----- TEXTO FORNECIDO
Renan, de criador de caso a bombeiro do Planalto

 

SIMONE IGLESIAS E CHICO DE GOIS

O globo, n. 29959, 16//08/2015. País, p. 5

 

A metamorfose do presidente do Senado, Renan Calheiros ( PMDB- AL), que passou de artífice de dificuldades para articulador de facilidades para a presidente Dilma Rousseff, começou na tarde do último dia 6, uma quinta-feira. O peemedebista estava em seu gabinete quando recebeu, por telefone, um convite para ir ao Palácio do Planalto se encontrar pessoalmente com a presidente. A ideia do chamado partiu do vice-presidente Michel Temer.

Naquele mesmo dia, Temer se reuniu com Dilma e colocou o seu cargo de articulador político à disposição da mandatária depois de se desdobrar em explicações sobre sua polêmica frase do dia anterior, na qual, depois de reconhecer que havia uma crise política no país, dissera que era preciso alguém para reunificar o país. Temer afirmou que havia sido mal- interpretado. Dilma e ele, então, discutiram o ambiente tenso no qual o governo se encontrava, quando Temer sugeriu:

— Presidente, não vale a pena investir na Câmara. O ideal é investir no Senado. Venho conversando com Renan, e, se a senhora chamá- lo e fizer um apelo, ele topa.
----------
TAREFA PROPOSTA.
Segundo o texto sobre Renan Calheiros, por que Temer recomendou a Dilma investir no Senado? Responda em uma a três frases. As entradas não guardam relação com o texto.
----- DADOS FORNECIDOS
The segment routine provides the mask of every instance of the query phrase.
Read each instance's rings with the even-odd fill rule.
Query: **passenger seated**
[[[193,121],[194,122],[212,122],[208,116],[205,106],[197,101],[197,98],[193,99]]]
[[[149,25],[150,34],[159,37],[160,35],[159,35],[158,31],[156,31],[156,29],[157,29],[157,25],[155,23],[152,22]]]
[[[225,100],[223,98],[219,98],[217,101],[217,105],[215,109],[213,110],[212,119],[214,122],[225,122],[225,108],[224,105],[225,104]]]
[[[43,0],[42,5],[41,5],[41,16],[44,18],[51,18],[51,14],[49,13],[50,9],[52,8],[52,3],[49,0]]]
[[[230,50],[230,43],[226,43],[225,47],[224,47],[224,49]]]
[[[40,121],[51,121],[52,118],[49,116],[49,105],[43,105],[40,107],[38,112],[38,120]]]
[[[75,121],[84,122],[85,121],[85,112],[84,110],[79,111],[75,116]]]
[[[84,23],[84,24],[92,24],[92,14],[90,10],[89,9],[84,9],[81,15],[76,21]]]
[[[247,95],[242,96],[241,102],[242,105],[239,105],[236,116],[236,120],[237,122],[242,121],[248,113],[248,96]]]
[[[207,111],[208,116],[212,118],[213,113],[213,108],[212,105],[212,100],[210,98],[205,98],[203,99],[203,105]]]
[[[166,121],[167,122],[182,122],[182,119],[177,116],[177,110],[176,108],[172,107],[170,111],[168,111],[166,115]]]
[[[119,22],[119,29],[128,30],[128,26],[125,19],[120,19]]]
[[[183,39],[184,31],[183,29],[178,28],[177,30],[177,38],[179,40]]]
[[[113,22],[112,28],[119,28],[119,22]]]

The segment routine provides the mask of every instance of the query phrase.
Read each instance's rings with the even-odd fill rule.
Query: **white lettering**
----------
RESULTADO.
Temer afirmou que vinha conversando com Renan Calheiros. Por isso, avaliava que, se a presidente o chamasse e lhe fizesse um apelo, ele aceitaria.